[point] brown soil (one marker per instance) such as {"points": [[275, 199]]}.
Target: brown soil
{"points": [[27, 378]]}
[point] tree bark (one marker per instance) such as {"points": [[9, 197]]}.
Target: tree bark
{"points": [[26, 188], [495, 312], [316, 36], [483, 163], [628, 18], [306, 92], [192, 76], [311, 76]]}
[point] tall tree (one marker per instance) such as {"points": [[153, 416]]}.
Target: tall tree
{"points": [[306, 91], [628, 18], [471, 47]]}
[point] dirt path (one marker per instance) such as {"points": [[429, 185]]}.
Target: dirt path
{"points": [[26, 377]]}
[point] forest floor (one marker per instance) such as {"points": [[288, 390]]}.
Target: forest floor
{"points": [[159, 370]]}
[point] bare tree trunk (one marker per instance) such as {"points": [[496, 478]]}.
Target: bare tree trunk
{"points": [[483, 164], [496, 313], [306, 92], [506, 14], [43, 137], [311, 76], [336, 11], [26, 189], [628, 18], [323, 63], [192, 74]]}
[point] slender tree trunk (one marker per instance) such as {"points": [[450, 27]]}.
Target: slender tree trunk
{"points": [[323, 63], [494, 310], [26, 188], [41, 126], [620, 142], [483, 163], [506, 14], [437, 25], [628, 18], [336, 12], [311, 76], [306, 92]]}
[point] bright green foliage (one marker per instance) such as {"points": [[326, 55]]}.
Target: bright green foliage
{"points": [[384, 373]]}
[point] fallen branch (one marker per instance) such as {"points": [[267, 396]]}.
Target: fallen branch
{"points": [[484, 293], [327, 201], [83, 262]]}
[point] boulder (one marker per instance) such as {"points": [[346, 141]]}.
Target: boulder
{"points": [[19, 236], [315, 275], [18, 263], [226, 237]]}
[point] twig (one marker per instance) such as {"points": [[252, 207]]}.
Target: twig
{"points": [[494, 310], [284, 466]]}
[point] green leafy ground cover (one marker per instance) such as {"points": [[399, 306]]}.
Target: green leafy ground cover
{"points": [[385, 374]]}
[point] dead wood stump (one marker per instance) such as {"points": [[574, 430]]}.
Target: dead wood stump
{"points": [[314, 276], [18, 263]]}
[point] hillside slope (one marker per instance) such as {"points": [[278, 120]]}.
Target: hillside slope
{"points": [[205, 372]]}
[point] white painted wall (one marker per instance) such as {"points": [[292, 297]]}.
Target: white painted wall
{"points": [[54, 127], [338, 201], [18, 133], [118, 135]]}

---

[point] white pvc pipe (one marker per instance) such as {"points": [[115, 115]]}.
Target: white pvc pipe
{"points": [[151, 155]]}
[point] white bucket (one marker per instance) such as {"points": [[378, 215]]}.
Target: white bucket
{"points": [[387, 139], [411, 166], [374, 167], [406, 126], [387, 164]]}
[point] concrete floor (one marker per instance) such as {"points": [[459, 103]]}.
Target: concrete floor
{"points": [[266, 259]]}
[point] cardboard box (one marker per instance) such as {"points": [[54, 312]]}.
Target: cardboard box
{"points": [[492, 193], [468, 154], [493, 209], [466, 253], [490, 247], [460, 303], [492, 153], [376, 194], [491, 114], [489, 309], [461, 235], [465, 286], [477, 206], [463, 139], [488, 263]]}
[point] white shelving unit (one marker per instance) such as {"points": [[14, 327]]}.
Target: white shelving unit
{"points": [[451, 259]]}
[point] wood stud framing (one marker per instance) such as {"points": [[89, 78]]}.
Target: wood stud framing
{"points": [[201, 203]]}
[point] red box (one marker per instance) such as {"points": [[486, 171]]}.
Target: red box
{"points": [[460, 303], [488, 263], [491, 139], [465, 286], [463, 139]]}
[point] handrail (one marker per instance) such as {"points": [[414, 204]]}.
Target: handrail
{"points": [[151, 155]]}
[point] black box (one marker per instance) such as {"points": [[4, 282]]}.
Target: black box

* * *

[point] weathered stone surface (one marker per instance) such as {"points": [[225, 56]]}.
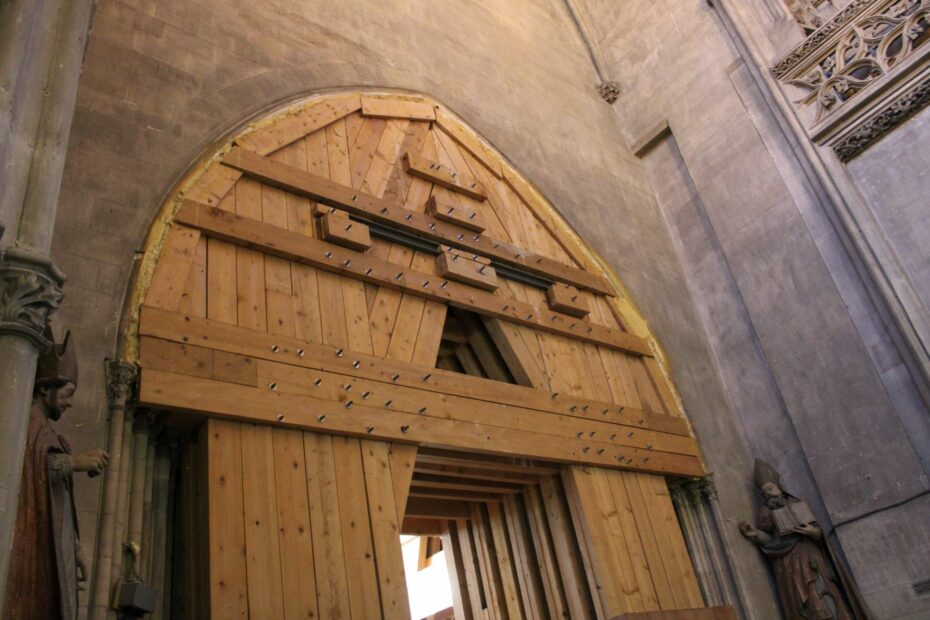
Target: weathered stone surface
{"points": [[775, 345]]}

* [PROBLEM TO SOLVE] Count every line of the records above in which the string "black" appears. The number alone is to be given.

* [OUTPUT OF THE EXERCISE] 2